▶ _Document text_
BEGIN

Mikaela Shiffrin accepts the World Cup overall trophy in March 2017 flanked by her parents, Eileen and Jeff.
Vail Daily file photo

Mikaela Shiffrin and Paula Moltzan both posted top-5 slalom finishes Saturday in the final women’s event of the 2025 FIS Alpine World Ski Championships in Saalbach, Austria. 

Swiss skiers Camille Rast and Wendy Holdener went 1-2 and Katharina Liensberger of Austria took the bronze. Shiffrin was in third after the first run but had just the 12th-fastest second run and missed the podium by 0.05 seconds. It was the first time in seven world championship slalom starts that the Edwards skier has fallen out of the top-3 in her signature event.

“Today was something that I can learn from and to fully recover well for the rest of the season,” Shiffrin told assembled media. “It’s been eight weeks since I had surgery and six weeks since I was laying in bed with a drainage tube sticking out of me. So it’s like, perspective is important, but still we’re here and I want to do well.”



Moltzan posted the second-fastest second run of the day to earn her third ‘wooden medal’ of the championships. The Ski and Snowboard Club Vail alumna was also fourth in the team parallel and team combined but claimed a bronze in the giant slalom.

“To come across the line in the green light was a win for the day,” Moltzan told U.S. Ski and Snowboard’s Sierra Ryder. “I am very happy with fourth. It’s also my best slalom result of the season, so I feel good about it.”



The other American starters were Katie Hensien and A.J. Hurt. Hensien was a DNF in the first run and Hurt placed 19th. Eagle’s Reece Bell, an All-American at DU and a U16 national champion while at Ski and Snowboard Club Vail, moved up seven places in her second run to finish 20th for Great Britain.

END

▶ _What you will do_
• 1. Reproduce the part of the slalom article that begins at the words "Mikaela Shiffrin accepts" and stops after "her signature event.".
• 2. Answer these questions from the slalom article:
(a) Who took the bronze in the slalom?
(b) How many weeks had passed since Shiffrin's surgery?
(c) In what place did Reece Bell finish, and for which country?

▶ _Data extract_

BEGIN

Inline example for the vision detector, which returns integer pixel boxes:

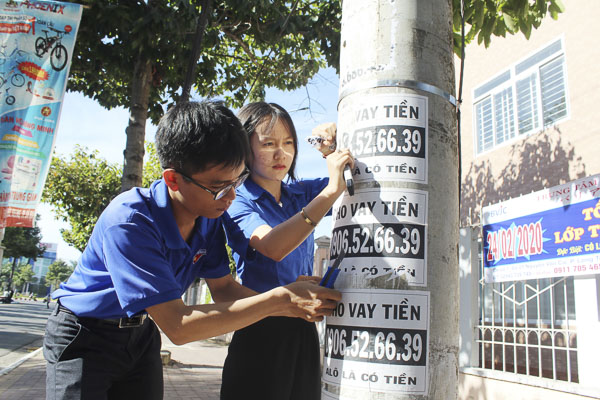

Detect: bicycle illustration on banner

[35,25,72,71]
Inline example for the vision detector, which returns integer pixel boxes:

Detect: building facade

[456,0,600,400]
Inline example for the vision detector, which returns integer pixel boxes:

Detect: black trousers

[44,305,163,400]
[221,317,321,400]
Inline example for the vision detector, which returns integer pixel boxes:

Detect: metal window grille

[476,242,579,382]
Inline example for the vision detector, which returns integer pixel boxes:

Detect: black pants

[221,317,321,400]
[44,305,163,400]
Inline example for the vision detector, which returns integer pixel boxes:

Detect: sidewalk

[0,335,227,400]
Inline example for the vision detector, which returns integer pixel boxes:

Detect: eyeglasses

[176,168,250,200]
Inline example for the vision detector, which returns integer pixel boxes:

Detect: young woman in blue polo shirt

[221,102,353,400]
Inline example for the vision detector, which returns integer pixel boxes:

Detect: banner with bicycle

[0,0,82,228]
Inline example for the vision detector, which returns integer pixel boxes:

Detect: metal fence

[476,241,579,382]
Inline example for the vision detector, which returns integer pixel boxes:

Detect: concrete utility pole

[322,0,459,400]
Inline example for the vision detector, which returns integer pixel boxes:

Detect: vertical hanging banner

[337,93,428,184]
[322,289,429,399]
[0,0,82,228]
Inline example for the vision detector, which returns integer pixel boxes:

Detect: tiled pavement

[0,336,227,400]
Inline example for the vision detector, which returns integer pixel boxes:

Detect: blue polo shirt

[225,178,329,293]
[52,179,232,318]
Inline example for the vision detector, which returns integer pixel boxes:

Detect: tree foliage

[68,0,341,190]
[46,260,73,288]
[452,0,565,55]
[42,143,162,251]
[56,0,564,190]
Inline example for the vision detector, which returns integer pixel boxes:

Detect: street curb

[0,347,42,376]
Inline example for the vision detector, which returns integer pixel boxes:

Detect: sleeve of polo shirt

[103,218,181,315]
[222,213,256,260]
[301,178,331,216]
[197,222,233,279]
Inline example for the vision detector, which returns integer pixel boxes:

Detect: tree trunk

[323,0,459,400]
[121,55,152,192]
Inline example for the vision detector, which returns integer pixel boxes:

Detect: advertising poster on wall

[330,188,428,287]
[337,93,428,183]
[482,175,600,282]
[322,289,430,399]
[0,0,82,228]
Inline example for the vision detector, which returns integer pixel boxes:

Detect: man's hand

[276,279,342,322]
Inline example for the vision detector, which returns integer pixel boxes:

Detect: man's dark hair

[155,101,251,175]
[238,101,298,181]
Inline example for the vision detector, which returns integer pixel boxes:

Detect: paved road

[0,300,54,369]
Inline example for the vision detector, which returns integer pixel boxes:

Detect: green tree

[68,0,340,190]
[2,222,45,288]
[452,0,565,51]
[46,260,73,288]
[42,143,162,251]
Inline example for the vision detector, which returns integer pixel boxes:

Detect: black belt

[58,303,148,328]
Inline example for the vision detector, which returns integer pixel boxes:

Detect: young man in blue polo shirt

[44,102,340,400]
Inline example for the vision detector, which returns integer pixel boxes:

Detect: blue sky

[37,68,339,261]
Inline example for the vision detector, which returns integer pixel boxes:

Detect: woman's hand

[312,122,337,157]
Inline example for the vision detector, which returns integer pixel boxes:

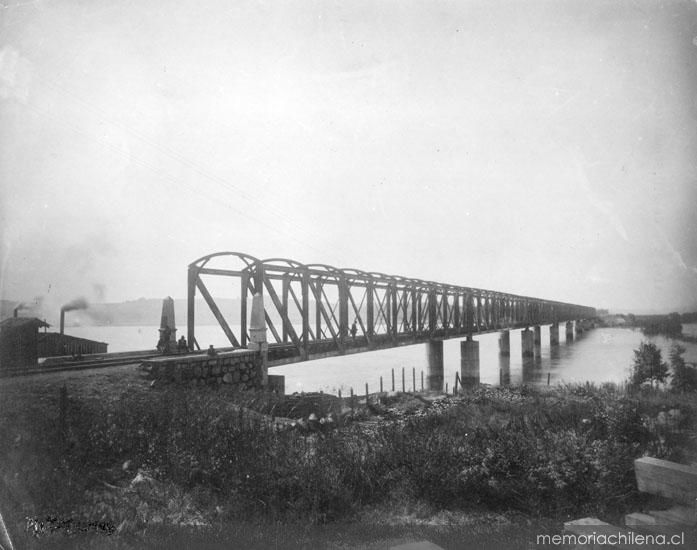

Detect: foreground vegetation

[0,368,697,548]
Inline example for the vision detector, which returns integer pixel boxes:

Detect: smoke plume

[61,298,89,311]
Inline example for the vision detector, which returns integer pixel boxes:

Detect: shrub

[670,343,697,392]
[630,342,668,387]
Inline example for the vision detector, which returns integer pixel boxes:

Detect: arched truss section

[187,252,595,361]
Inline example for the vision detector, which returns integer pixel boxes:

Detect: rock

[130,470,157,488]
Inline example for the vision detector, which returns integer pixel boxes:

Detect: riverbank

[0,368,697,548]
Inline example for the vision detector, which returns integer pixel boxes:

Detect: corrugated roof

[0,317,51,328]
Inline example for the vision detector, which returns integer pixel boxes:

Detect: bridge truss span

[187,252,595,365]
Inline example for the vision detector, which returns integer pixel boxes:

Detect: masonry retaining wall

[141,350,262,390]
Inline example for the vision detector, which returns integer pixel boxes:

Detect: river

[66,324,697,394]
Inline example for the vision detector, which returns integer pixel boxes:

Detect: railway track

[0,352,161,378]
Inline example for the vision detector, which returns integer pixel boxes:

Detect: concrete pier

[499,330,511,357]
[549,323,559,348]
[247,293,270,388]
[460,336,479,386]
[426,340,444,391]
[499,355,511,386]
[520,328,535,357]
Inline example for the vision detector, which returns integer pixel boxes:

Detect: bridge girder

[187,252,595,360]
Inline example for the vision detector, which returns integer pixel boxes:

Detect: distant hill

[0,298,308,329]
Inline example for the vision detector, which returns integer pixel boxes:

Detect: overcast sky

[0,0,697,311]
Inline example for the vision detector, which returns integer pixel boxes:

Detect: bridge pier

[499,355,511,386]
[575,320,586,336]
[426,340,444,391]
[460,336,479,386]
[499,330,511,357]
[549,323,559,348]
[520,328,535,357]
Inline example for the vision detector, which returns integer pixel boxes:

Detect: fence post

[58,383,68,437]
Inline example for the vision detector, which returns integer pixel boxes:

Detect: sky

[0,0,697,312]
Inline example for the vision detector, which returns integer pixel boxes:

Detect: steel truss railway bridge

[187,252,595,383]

END

▶ _Results in order_
• 1.
Mikaela Shiffrin accepts the World Cup overall trophy in March 2017 flanked by her parents, Eileen and Jeff.
Vail Daily file photo

Mikaela Shiffrin and Paula Moltzan both posted top-5 slalom finishes Saturday in the final women’s event of the 2025 FIS Alpine World Ski Championships in Saalbach, Austria. 

Swiss skiers Camille Rast and Wendy Holdener went 1-2 and Katharina Liensberger of Austria took the bronze. Shiffrin was in third after the first run but had just the 12th-fastest second run and missed the podium by 0.05 seconds. It was the first time in seven world championship slalom starts that the Edwards skier has fallen out of the top-3 in her signature event.

• 2.
(a) Katharina Liensberger of Austria
(b) Eight weeks
(c) 20th, for Great Britain